● TASK REQUIREMENTS: Print every line of the listing below, starting with the line that holds "Target: man in striped shirt" and going on through the line that holds "Would you kindly pick out the tree", both included, and print nothing else.

##### LISTED RECORDS #####

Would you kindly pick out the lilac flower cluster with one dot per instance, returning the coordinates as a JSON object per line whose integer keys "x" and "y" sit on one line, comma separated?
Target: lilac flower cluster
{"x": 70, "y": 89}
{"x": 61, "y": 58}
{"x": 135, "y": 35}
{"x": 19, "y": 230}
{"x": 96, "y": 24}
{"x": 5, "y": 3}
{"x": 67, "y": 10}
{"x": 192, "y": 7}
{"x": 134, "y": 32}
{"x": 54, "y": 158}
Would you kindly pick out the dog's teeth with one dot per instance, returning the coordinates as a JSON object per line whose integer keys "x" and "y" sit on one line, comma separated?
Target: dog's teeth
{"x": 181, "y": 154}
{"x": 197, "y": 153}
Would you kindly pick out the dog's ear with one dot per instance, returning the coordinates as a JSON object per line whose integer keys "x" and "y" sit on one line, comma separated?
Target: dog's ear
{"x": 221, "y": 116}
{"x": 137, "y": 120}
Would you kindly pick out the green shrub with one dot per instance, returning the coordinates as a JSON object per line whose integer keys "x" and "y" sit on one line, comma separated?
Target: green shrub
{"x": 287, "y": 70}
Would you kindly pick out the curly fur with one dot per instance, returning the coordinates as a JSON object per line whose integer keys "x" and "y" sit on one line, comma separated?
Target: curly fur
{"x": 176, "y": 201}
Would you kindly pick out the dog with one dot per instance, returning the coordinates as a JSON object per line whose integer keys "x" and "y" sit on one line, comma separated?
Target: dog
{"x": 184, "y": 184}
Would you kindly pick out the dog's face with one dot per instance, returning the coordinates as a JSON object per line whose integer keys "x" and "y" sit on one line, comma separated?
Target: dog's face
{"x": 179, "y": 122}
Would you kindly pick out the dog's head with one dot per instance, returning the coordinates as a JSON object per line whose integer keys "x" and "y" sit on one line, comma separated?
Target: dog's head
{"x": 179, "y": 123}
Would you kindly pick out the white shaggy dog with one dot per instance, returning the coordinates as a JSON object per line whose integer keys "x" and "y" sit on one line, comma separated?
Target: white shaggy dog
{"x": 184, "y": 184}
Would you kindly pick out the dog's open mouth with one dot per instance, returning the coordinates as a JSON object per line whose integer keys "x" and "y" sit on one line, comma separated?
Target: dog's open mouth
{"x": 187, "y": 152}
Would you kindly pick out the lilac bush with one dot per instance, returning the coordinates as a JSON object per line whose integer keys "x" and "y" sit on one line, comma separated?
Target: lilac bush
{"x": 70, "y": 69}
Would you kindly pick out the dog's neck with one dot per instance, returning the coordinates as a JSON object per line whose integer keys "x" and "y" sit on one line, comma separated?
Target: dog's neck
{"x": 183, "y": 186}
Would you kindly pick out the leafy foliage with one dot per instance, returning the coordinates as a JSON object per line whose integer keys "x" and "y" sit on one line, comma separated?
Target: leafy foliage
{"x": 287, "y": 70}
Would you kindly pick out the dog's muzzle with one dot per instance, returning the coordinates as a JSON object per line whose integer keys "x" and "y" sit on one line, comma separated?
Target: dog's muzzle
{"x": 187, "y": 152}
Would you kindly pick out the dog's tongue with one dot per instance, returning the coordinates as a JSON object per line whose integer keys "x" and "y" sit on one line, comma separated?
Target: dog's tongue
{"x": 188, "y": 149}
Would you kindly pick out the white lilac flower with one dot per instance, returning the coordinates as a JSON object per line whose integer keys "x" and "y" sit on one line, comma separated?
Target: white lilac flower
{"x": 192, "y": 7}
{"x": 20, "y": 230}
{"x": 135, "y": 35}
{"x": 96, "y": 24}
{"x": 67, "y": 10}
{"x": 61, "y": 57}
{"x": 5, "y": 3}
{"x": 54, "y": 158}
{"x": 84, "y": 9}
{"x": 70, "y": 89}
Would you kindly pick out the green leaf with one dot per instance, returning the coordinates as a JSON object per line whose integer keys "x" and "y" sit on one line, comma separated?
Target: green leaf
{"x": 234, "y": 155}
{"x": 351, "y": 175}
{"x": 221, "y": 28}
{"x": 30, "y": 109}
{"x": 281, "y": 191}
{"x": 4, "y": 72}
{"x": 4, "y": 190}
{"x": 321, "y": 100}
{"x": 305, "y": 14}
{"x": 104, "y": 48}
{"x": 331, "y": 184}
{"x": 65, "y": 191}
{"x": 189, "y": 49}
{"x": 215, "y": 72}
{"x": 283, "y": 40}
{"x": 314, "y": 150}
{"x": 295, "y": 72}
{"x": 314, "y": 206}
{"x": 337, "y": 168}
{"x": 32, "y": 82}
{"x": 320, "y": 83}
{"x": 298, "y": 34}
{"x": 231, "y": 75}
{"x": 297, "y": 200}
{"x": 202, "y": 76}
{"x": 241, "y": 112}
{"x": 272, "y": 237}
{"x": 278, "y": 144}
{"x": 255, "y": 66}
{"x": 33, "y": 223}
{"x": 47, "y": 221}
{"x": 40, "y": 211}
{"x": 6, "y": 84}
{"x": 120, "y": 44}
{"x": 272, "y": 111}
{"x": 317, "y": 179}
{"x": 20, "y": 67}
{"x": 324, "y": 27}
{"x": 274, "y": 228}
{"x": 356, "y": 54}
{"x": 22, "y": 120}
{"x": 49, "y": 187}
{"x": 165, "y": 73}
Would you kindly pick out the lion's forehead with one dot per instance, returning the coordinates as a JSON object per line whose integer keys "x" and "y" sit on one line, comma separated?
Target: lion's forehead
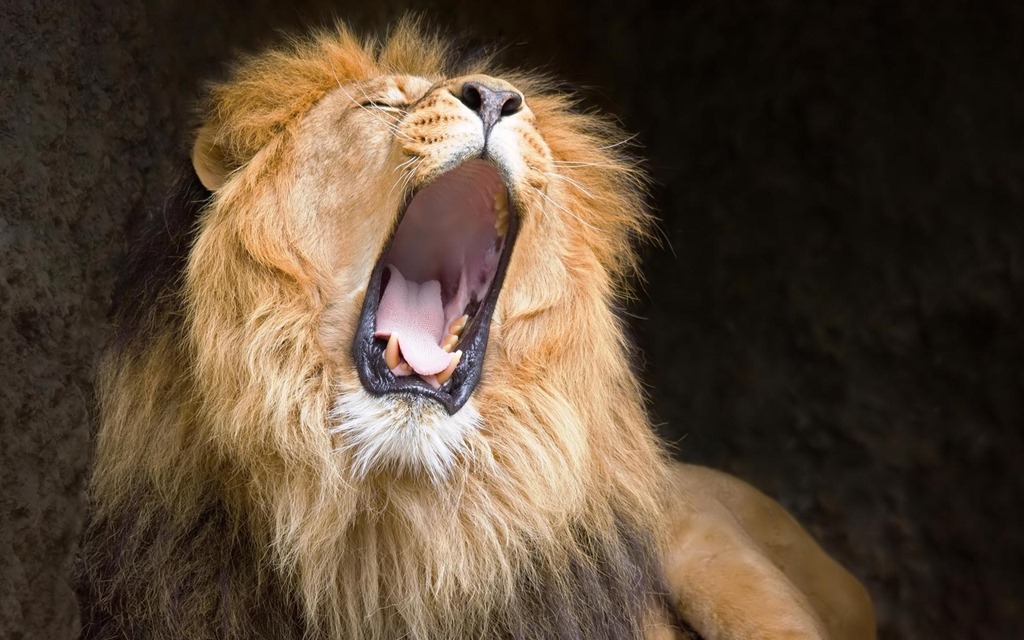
{"x": 397, "y": 89}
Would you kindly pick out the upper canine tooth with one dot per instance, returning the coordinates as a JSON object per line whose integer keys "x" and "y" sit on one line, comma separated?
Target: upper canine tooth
{"x": 458, "y": 325}
{"x": 391, "y": 355}
{"x": 444, "y": 375}
{"x": 449, "y": 343}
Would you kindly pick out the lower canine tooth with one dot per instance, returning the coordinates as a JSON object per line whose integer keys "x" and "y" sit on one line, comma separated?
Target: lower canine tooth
{"x": 444, "y": 375}
{"x": 391, "y": 355}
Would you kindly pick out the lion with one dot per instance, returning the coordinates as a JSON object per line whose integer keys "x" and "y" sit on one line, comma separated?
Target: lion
{"x": 367, "y": 381}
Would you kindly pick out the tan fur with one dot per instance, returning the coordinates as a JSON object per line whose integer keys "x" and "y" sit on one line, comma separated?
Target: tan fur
{"x": 236, "y": 400}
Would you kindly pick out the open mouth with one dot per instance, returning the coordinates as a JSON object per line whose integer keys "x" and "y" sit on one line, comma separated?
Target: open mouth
{"x": 427, "y": 312}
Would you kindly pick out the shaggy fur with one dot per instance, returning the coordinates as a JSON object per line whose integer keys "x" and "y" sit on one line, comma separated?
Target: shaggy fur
{"x": 230, "y": 498}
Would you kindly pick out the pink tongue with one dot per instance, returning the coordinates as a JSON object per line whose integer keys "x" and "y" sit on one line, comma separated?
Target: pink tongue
{"x": 415, "y": 312}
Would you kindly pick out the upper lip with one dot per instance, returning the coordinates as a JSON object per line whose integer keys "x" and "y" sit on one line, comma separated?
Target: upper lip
{"x": 369, "y": 350}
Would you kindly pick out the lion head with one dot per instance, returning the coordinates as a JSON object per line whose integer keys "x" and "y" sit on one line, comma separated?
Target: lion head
{"x": 375, "y": 337}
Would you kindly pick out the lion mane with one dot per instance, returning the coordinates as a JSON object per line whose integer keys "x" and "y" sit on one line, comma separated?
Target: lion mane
{"x": 247, "y": 485}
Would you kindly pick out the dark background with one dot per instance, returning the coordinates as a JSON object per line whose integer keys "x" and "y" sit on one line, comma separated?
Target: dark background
{"x": 835, "y": 313}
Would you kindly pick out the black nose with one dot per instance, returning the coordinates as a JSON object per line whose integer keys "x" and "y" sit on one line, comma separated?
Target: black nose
{"x": 491, "y": 103}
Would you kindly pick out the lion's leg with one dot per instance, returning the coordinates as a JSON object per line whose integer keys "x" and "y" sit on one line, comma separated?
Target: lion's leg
{"x": 739, "y": 566}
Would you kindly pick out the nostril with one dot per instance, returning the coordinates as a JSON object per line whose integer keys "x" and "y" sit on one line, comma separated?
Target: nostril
{"x": 491, "y": 102}
{"x": 471, "y": 96}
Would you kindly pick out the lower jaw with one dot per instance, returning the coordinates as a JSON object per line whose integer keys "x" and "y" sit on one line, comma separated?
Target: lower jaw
{"x": 378, "y": 379}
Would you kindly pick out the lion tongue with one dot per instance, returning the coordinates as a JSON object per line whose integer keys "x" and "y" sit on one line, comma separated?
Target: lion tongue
{"x": 414, "y": 312}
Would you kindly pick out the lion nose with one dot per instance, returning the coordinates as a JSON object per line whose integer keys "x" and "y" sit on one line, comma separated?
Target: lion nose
{"x": 489, "y": 101}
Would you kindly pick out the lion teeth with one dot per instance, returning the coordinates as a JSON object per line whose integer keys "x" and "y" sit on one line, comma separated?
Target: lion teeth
{"x": 391, "y": 355}
{"x": 501, "y": 212}
{"x": 444, "y": 375}
{"x": 458, "y": 325}
{"x": 449, "y": 343}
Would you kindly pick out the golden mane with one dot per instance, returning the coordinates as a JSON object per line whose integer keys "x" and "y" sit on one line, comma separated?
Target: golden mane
{"x": 220, "y": 391}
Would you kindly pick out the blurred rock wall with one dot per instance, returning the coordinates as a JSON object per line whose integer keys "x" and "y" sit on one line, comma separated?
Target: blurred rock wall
{"x": 835, "y": 312}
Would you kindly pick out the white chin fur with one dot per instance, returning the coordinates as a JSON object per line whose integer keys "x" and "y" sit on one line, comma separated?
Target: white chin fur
{"x": 401, "y": 432}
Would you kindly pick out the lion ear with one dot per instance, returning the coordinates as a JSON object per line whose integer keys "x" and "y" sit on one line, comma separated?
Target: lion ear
{"x": 209, "y": 160}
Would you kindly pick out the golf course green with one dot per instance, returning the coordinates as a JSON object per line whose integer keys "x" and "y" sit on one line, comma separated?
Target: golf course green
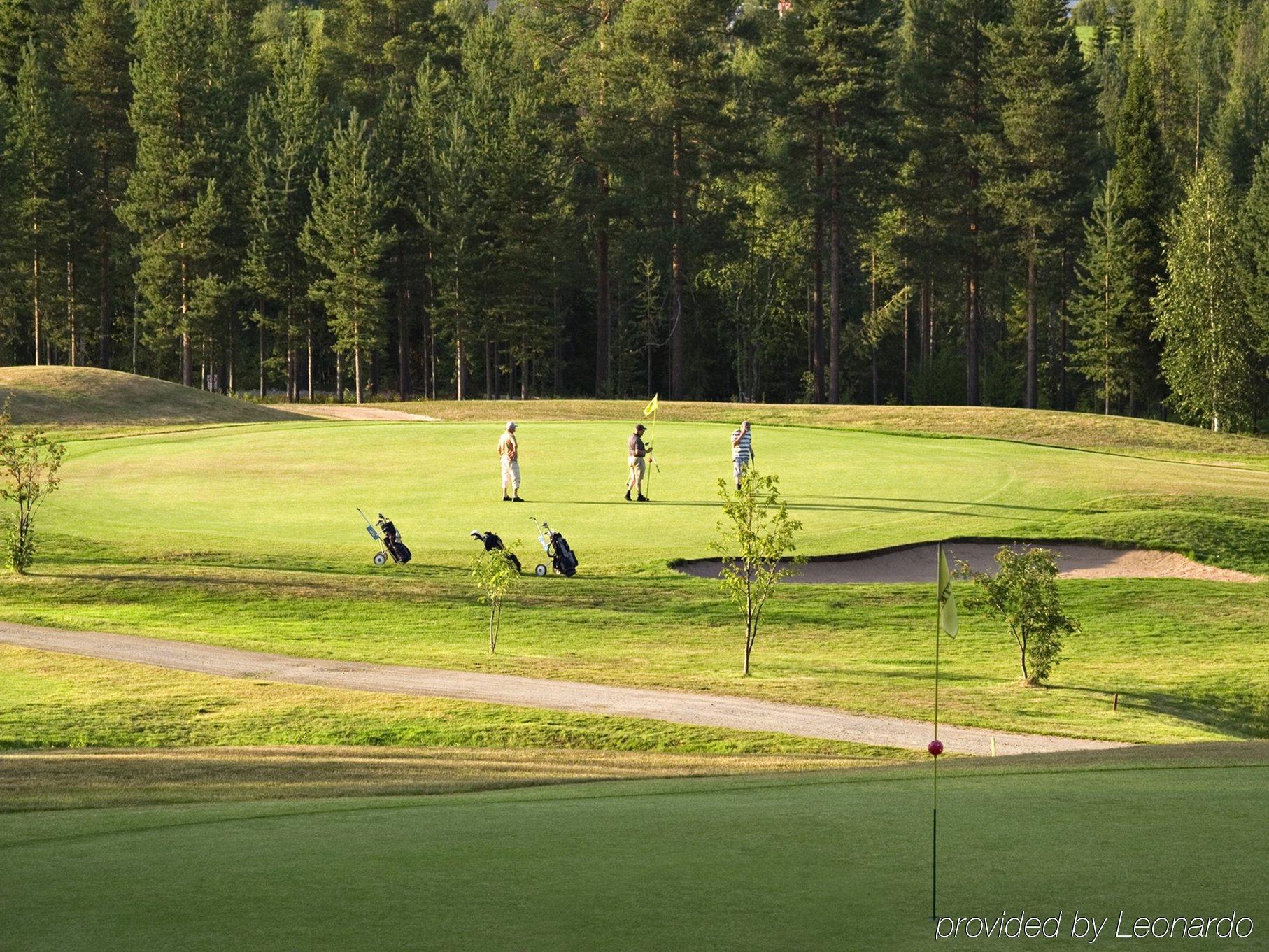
{"x": 243, "y": 532}
{"x": 804, "y": 861}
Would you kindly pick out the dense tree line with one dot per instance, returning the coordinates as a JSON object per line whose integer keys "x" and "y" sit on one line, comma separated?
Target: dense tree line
{"x": 995, "y": 202}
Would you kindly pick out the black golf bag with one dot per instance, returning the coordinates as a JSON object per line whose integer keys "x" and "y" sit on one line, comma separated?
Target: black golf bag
{"x": 492, "y": 544}
{"x": 392, "y": 541}
{"x": 562, "y": 557}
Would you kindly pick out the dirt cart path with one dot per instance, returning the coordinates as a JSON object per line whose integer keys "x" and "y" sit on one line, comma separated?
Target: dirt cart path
{"x": 355, "y": 411}
{"x": 678, "y": 707}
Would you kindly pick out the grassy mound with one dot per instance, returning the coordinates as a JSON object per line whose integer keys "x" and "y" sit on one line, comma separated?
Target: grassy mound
{"x": 812, "y": 861}
{"x": 1117, "y": 434}
{"x": 85, "y": 397}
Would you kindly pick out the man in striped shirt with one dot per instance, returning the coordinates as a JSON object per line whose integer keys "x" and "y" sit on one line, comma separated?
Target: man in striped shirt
{"x": 742, "y": 450}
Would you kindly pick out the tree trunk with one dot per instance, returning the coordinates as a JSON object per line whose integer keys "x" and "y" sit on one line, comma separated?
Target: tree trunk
{"x": 36, "y": 302}
{"x": 818, "y": 282}
{"x": 1032, "y": 330}
{"x": 404, "y": 383}
{"x": 103, "y": 344}
{"x": 558, "y": 342}
{"x": 73, "y": 357}
{"x": 490, "y": 374}
{"x": 187, "y": 344}
{"x": 835, "y": 282}
{"x": 309, "y": 357}
{"x": 678, "y": 332}
{"x": 603, "y": 314}
{"x": 460, "y": 366}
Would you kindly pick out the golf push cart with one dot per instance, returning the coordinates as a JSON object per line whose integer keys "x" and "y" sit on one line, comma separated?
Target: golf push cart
{"x": 494, "y": 544}
{"x": 561, "y": 555}
{"x": 388, "y": 539}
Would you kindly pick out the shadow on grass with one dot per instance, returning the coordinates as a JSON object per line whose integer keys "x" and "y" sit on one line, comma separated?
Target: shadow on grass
{"x": 1239, "y": 713}
{"x": 795, "y": 506}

#####

● RESPONSE AREA:
Target: man in striped shirt
{"x": 742, "y": 450}
Would you kindly pick out the tree trunk with one dot per instance, returning the coordinates as a JSON object per line whose integer keys "x" and "y" sit on one line, comma separated?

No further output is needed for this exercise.